Page excerpt
What keeps space entrepreneurs up at night

An Ariane 5 lifts off from its launchpad in Kourou, at the European Space Center in French Guiana, on June 20, 2019. (Credit: JODY AMIET—AFP/Getty Images)

Good morning.

I had the opportunity to speak with Chandra Donelson, the chief data and AI officer of the United States Space Force, and Arvind Srinivasan, the CTO of Maxar, the high-res satellite imagery company, yesterday at Brainstorm AI. Both have responsibility for systems that maintain U.S. national security from space.

Space Force—a branch of the U.S. armed forces established five years ago by then President Trump—protects, maintains, and develops space infrastructure with commercial partners. It is also charged with defending the U.S. against threats from hostile nation-state actors and terrorists. 

I started by asking what keeps them up at night.

Given data
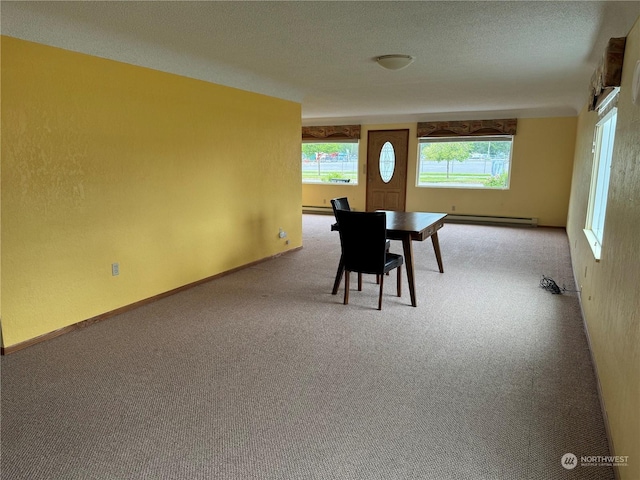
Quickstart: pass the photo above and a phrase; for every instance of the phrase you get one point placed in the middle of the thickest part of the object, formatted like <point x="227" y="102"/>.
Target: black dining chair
<point x="342" y="203"/>
<point x="363" y="239"/>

Written problem 1
Rewrite the space security excerpt between "Space Force—a branch" and "actors and terrorists.", inclusive, replacing "commercial partners" with "private-sector partners".
Written problem 2
Answer these questions about the space security excerpt.
(a) What position does Chandra Donelson hold?
(b) According to the photo caption, where did the Ariane 5 lift off?
(c) How many years ago was Space Force established?
Written problem 3
Continue the space security excerpt from the point where it ends.

Final answer 1
Space Force—a branch of the U.S. armed forces established five years ago by then President Trump—protects, maintains, and develops space infrastructure with private-sector partners. It is also charged with defending the U.S. against threats from hostile nation-state actors and terrorists.

Final answer 2
(a) Chief data and AI officer of the United States Space Force.
(b) From its launchpad in Kourou, at the European Space Center in French Guiana.
(c) Five years ago.

Final answer 3
For Donelson, it’s “knowing our adversaries understand our reliance on space” and are taking deliberate actions to hack, undermine and destroy space-based capabilities like GPS, secure communications and threat monitoring.

It’s not going to be a job for AI agents alone, Donelson says. “When it comes to high-stake things, there will always be a human in the loop.”

For Srinavasan? “Besides the rocks coming at our spacecraft at 27,000 miles per hour and the solar storms,” he said, a big worry is deep fakes. “There’s the immense capabilities that generative AI has and the ability for it to create concepts from very little information that are believable and real.”

One person who has spread deep fake propaganda generated by AI is, ironically, Elon Musk, the founder of SpaceX (whose rockets are now the leading space launch vehicles for the U.S. government) and Starlink (whose satellite communications network is used by the U.S. military).

Musk is both an opportunity and a threat for space entrepreneurs, but his companies are probably a net benefit to the ecosystem, Srinavasan says. “A decade ago, space was not accessible,” he says. Now, robust satellite infrastructure and low launch costs—much of it pioneered by Musk—have “created an ecosystem where space is democratized for the right players who know how to turn it into a profitable business.”

More news below.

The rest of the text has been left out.